AIM OF THE EXERCISE = Please give everything in the records below, from the line containing "to woman's fingers." down to the line containing "top-left (449, 205), bottom-right (507, 227)" with both ends included, as a Markdown table with the columns Row number and Record line, skipping blank lines. Leave the pictures out.

EXTRACTED DATA =
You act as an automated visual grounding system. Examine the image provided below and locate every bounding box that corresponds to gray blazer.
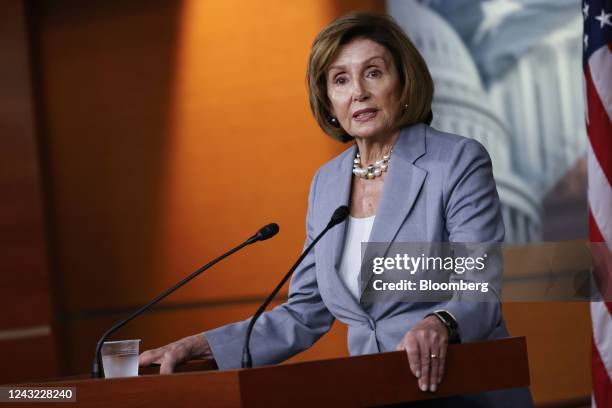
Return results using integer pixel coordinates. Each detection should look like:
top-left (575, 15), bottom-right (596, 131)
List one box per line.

...

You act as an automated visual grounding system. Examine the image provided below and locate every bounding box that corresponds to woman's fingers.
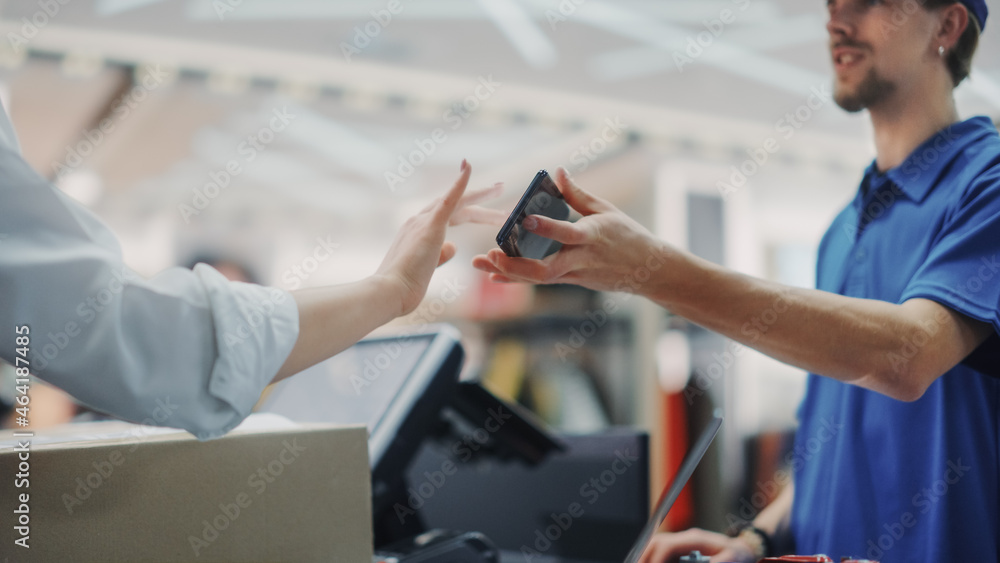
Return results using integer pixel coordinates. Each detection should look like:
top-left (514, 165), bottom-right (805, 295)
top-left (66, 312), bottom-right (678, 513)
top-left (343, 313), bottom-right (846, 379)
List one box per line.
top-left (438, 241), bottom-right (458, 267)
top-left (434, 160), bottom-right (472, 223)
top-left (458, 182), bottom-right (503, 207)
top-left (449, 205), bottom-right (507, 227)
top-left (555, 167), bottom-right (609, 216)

EXERCISE ANSWER =
| Row number | Record line |
|---|---|
| 1 | You act as an automated visual grounding system. Examine the image provided below and locate every bounding box that corresponds to woman's fingers. |
| 2 | Return results using integer pixel coordinates. Each detection should look like: |
| 3 | top-left (514, 165), bottom-right (805, 295) |
| 4 | top-left (66, 312), bottom-right (678, 513) |
| 5 | top-left (343, 313), bottom-right (846, 379) |
| 6 | List one box per line. |
| 7 | top-left (438, 241), bottom-right (458, 267) |
| 8 | top-left (434, 160), bottom-right (472, 223) |
| 9 | top-left (458, 182), bottom-right (503, 207) |
| 10 | top-left (449, 205), bottom-right (507, 227) |